Many organisations invest significant time and effort into developing a strategy. They appoint an experienced CEO, establish clear priorities and create detailed plans for success.
Yet despite these foundations being in place, execution often falls short.
Across hundreds of board and leadership reviews, we continue to see organisations with capable leadership, clear strategic direction and supportive boards struggle to consistently deliver on their goals. The issue is rarely the strategy itself. More often, it sits in the space between strategic intent and organisational execution.
The execution gap
Boards often focus on whether they have the right strategy and whether the CEO is performing effectively. Both are important questions.
However, even the most capable CEO cannot personally deliver organisational outcomes. Success depends on how effectively the broader leadership team works together to translate strategy into action.
When execution begins to falter, the natural response is often to scrutinise the strategy or CEO more closely. In reality, the challenge frequently lies elsewhere.
Priorities become fragmented across departments. Decisions are revisited multiple times. Accountability becomes unclear. Projects lose momentum. Functions optimise for their own objectives rather than the organisation’s overall goals.
The result is a growing gap between what the organisation intends to achieve and what it actually delivers.
Great executives do not automatically create a great leadership team
Many organisations devote considerable effort to recruiting talented executives. The assumption is that if each member of the leadership team is highly capable, strong performance will naturally follow.
Unfortunately, this is not always the case.
A leadership team can consist of experienced, intelligent and high-performing individuals while still operating below its potential as a collective group.
In these situations, executives may work effectively within their own portfolios but struggle to operate as an enterprise-wide team. Collaboration becomes inconsistent. Shared ownership of organisational outcomes weakens. Difficult conversations are avoided. Decisions become slower and more complex than they need to be.
The question is not simply whether you have the right people around the table.
The more important question is whether those people are functioning as a cohesive leadership team.
Common signs of leadership team dysfunction
Boards often observe the symptoms of poor execution without immediately recognising their underlying cause.

Action item: Please pick up the article on leadership team execution at its last sentence and write what comes next. The entries that come next have nothing to do with the article on leadership team execution.

Information given:
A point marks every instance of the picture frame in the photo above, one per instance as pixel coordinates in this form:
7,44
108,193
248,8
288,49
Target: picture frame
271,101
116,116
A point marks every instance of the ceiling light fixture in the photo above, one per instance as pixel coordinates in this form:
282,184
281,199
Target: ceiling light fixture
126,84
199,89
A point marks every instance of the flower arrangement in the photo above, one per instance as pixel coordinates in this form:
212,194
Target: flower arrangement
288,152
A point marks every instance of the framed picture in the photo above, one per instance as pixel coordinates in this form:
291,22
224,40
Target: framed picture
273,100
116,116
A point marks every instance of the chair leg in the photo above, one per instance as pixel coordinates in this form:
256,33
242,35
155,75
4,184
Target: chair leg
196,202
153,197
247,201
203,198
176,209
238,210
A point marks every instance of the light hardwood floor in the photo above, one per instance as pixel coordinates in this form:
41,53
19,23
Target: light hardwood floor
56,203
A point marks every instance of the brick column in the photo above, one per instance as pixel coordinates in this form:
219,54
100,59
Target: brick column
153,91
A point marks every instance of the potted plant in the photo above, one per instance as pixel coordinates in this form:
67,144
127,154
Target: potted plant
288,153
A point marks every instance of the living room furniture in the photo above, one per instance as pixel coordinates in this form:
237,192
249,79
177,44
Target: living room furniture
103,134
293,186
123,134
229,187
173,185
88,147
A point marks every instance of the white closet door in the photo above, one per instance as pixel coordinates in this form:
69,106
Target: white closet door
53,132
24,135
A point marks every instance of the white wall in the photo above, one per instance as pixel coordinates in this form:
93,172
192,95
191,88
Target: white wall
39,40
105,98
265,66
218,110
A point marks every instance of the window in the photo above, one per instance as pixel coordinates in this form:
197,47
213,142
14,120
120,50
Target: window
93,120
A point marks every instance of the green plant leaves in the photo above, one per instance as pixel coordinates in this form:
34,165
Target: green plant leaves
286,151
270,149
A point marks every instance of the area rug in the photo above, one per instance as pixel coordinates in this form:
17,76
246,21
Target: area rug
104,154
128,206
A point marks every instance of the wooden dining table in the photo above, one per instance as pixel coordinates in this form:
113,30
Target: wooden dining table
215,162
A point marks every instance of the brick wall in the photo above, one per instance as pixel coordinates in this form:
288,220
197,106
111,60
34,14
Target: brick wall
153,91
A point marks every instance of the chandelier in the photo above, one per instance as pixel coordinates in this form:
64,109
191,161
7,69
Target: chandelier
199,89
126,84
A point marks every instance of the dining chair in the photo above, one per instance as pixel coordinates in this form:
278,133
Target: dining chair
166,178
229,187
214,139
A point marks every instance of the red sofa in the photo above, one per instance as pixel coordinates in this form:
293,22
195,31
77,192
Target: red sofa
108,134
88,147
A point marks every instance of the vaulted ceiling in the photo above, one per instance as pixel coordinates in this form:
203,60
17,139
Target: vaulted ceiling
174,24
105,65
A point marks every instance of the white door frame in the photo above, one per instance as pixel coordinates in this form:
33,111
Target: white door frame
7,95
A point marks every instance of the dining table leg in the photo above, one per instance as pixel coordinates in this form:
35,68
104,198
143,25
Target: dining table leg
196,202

Output of the exercise:
Some common indicators include:
- Strategic priorities that compete with each other.
- Cross-functional issues that remain unresolved.
- Slow decision-making processes.
- Repeated discussions about the same challenges.
- Limited accountability for enterprise-wide outcomes.
- Siloed thinking across departments.
- Frustration about the pace of execution.
None of these necessarily indicate a flawed strategy. Nor do they automatically point to a CEO performance issue.
More often, they reflect weaknesses in how the leadership team collaborates, aligns and executes.
Execution is a team sport
Successful execution requires more than individual capability.
It requires leaders who can align around common objectives, make decisions collectively, challenge each other constructively and maintain accountability for organisational outcomes.
The strongest leadership teams move beyond representing their individual functions. They develop a shared understanding of organisational priorities and make decisions through an enterprise lens.
When this occurs, strategy gains momentum.
Resources become aligned. Communication improves. Accountability becomes clearer. Decisions happen faster. The organisation is able to respond more effectively to emerging opportunities and risks.
The board’s role
Boards have an important oversight responsibility when it comes to execution.
While boards should avoid becoming involved in operational management, they do need visibility into the effectiveness of the executive team responsible for delivering the strategy.
This means looking beyond individual executive performance and considering how the leadership team operates as a collective group.
Questions boards may wish to consider include:
- Does the executive team operate as a genuine team or simply as a collection of functional leaders?
- Are organisational priorities clearly aligned across departments?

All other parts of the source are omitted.